PROVIDED INFORMATION
===

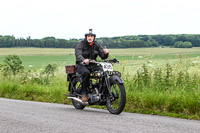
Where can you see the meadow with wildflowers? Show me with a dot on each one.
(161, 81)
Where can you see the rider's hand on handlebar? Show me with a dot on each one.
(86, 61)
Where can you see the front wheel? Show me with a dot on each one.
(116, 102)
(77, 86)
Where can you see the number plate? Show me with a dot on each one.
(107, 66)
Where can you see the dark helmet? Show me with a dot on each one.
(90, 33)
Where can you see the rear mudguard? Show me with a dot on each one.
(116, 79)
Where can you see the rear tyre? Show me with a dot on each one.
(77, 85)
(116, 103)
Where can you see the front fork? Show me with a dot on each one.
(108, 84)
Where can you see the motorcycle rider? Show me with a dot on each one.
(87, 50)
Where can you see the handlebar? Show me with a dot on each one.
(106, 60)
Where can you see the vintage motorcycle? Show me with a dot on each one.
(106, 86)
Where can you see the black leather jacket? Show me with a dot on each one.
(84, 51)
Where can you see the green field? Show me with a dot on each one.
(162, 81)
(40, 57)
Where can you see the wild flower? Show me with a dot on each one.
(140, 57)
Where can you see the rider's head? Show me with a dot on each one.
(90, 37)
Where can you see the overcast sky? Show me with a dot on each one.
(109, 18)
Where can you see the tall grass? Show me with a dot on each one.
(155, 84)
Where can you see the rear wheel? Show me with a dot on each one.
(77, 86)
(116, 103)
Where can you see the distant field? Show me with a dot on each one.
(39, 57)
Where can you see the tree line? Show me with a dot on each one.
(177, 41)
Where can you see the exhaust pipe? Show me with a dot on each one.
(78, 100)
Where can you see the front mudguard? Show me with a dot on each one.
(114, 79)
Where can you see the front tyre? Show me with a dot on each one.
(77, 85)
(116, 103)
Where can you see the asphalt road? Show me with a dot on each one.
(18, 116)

===

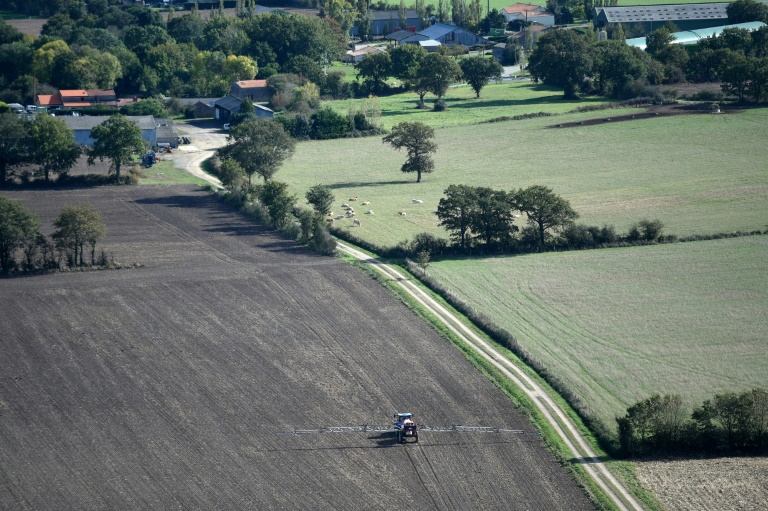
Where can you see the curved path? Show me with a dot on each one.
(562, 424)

===

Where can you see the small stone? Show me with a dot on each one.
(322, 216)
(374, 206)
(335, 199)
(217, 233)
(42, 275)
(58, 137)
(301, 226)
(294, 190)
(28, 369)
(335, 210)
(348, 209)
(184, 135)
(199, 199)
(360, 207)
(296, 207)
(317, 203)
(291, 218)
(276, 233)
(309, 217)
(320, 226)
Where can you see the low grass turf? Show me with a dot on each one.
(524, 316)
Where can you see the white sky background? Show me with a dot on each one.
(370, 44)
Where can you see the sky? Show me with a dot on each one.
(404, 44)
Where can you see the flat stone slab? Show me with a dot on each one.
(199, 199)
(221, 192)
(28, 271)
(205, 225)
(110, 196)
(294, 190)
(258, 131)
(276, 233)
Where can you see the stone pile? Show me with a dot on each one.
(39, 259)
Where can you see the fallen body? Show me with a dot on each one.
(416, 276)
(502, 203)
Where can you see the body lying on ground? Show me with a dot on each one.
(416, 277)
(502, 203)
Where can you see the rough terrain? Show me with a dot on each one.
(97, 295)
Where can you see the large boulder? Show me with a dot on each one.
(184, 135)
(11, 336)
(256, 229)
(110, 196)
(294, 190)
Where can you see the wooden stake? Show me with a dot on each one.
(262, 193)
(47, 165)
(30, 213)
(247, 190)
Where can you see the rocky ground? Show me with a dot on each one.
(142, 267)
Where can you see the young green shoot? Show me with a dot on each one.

===

GOAL OF THE EXERCISE
Rescale the lines starting at the one containing "Where can you see the rough" and ending at the one containing "Where can you see the young". Reproduce each of those lines in full, multiplying every point coordinate by 0.85 and rounding it to a whole number, with halves rounded up.

THE REPLY
Where can you see the rough terrain? Show me with a dot on each one.
(82, 251)
Where can you see the large boulder? Show me with a dot on each one.
(156, 115)
(9, 286)
(218, 195)
(94, 167)
(250, 162)
Where can you see the wooden stake? Show me with a dot on each one.
(223, 164)
(40, 140)
(26, 181)
(210, 162)
Where can you see the rocky ground? Show me with a dot on each one.
(121, 227)
Where can you see the young green shoot? Show me with a dot on each one.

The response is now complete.